═════ TEKSTFRAGMENT
Grote lokale verschillen in werkzaamheidsgraad in Vlaanderen

© BelgaImage
Ewald Pironet

Dat de Belgische werkzaamheidsgraad grote regionale verschillen vertoont, is bekend. Uit een studie van Steunpunt Werk blijkt nu dat die ook in Vlaanderen erg varieert.

De werkzaamheidsgraad geeft weer hoeveel mensen tussen 20 en 64 jaar een job hebben. In Vlaanderen zijn er verhoudingsgewijs even grote verschillen als in Europa, zo blijkt uit onderzoek van de KU Leuven. Met 56 procent heeft Griekenland de laagste werkzaamheidsgraad van de hele Europese Unie. In Vlaanderen scoort de gemeente Kraainem het slechtst: ook 56 procent. Nergens in de EU zijn er meer mensen aan de slag dan in Zweden: de werkzaamheidsgraad bedraagt er 82 procent. In Vlaanderen is die eer weggelegd voor Zonnebeke, waar ook exact 82 procent van de mensen op arbeidsleeftijd een baan hebben. Tot deze en andere opmerkelijke conclusies leidt een recente studie van Steunpunt Werk (KU Leuven), dat de werkzaamheid in de Vlaamse gemeenten in kaart heeft gebracht.

In West-Vlaanderen vinden bedrijven erg moeilijk personeel en dat weerspiegelt zich in een hoge arbeidsdeelname

Wouter Vanderbiesen (Steunpunt Werk)
══════════
DOELEN
1. Noem alle landen en gemeenten waarvan het artikel over de werkzaamheidsgraad een percentage geeft, telkens met dat percentage.
2. Welke leeftijdsgroep telt volgens het artikel over de werkzaamheidsgraad mee voor die graad?
3. Schrijf in het artikel over de werkzaamheidsgraad alles van "Grote lokale verschillen" tot en met "Vlaanderen erg varieert." opnieuw uit en ruil daarbij "Vlaanderen" in voor "Wallonië".
═════ OPGEHAALDE GEGEVENS
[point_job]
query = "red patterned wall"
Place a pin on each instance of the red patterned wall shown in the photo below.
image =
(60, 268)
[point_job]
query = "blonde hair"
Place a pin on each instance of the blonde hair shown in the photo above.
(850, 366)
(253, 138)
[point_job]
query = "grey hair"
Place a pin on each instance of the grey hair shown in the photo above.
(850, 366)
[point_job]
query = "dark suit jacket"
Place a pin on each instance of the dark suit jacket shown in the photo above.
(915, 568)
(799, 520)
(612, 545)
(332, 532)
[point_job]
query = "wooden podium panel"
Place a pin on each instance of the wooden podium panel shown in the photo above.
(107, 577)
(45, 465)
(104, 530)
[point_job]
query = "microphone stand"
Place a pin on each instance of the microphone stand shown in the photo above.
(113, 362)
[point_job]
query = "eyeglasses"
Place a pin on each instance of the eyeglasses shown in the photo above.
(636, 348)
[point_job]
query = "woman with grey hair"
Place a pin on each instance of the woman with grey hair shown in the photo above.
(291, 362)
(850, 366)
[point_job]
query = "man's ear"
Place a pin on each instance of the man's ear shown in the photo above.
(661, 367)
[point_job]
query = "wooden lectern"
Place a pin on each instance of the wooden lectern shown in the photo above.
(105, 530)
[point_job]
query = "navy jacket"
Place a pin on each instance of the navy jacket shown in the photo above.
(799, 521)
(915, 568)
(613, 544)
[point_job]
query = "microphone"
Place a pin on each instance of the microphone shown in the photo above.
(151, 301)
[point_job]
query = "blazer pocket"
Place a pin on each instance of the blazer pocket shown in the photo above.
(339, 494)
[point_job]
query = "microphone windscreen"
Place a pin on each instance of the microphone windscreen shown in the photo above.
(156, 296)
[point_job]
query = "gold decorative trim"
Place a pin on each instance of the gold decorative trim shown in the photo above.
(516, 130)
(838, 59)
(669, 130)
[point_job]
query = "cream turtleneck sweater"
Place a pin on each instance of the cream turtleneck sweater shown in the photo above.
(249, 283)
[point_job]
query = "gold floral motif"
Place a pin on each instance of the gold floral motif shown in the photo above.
══════════
═════ OPGEHAALDE GEGEVENS
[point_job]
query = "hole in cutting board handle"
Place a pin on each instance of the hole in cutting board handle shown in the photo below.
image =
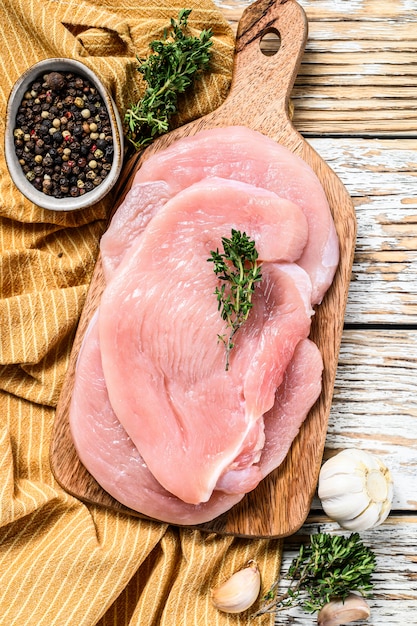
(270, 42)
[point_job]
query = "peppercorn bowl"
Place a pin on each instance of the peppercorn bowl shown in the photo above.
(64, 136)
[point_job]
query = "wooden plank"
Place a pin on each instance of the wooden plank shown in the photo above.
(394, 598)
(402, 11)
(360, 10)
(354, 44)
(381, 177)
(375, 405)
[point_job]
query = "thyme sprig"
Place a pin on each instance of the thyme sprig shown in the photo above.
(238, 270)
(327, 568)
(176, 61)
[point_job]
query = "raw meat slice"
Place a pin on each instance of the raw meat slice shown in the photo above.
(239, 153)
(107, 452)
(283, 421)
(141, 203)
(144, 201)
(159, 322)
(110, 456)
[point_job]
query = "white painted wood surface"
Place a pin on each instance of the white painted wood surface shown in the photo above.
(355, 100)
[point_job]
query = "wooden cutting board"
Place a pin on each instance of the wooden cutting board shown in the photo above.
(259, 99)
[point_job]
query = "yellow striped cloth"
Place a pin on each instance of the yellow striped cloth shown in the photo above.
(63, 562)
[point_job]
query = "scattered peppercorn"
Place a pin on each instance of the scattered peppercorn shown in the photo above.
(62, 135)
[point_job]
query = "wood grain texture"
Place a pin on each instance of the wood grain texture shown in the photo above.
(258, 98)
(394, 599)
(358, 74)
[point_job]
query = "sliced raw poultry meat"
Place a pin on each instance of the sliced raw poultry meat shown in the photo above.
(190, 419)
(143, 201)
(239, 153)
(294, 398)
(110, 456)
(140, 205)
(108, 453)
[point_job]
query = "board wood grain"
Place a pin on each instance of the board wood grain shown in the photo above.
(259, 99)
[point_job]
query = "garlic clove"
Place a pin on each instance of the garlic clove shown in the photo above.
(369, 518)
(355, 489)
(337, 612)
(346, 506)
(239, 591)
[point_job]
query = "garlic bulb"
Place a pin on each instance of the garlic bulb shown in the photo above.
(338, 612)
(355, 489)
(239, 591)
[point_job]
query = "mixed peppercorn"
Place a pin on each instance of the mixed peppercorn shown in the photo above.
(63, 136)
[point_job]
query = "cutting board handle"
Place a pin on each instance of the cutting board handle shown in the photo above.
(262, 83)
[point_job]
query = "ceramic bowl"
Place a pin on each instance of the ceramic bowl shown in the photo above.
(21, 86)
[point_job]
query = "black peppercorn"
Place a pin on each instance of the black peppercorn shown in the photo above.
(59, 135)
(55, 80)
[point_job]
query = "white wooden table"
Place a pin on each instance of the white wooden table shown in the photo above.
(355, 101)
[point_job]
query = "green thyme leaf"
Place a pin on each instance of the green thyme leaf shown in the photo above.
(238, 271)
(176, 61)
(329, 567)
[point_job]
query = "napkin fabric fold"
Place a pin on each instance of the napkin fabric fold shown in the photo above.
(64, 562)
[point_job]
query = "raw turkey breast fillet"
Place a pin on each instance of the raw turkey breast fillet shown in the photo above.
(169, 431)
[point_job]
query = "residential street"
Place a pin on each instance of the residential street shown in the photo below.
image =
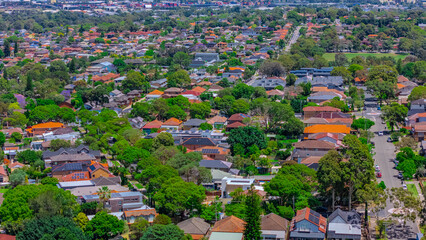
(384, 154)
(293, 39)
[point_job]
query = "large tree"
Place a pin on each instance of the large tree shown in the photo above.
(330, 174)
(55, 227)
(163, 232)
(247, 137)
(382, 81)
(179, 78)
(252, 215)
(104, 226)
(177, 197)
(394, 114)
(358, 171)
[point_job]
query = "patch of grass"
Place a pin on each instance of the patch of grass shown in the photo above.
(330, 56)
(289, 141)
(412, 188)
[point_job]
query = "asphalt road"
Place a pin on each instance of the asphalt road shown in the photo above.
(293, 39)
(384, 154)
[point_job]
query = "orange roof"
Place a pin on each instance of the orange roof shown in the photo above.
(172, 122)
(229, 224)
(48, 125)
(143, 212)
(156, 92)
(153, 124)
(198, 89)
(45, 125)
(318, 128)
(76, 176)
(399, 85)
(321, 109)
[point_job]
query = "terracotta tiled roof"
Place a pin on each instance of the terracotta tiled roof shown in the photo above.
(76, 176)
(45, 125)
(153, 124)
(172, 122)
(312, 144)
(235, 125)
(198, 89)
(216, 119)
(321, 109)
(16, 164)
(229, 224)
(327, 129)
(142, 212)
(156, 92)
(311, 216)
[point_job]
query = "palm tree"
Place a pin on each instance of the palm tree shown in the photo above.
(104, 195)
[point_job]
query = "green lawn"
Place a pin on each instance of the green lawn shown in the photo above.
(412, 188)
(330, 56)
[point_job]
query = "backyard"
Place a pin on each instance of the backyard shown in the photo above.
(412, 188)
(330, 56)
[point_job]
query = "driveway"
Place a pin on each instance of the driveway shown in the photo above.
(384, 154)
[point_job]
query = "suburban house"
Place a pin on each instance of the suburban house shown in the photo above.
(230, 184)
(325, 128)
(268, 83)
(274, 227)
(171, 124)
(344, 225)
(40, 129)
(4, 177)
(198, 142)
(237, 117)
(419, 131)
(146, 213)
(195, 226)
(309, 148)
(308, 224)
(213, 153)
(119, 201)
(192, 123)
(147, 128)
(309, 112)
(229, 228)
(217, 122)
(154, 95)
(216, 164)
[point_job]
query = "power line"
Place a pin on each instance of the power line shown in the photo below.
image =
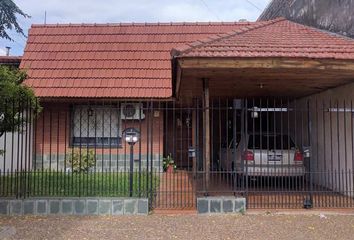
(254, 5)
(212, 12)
══════════
DE OPLOSSINGEN
1.
Griekenland: 56 procent
Kraainem: 56 procent
Zweden: 82 procent
Zonnebeke: 82 procent

2. Mensen tussen 20 en 64 jaar.

3.
Grote lokale verschillen in werkzaamheidsgraad in Wallonië

© BelgaImage
Ewald Pironet

Dat de Belgische werkzaamheidsgraad grote regionale verschillen vertoont, is bekend. Uit een studie van Steunpunt Werk blijkt nu dat die ook in Wallonië erg varieert.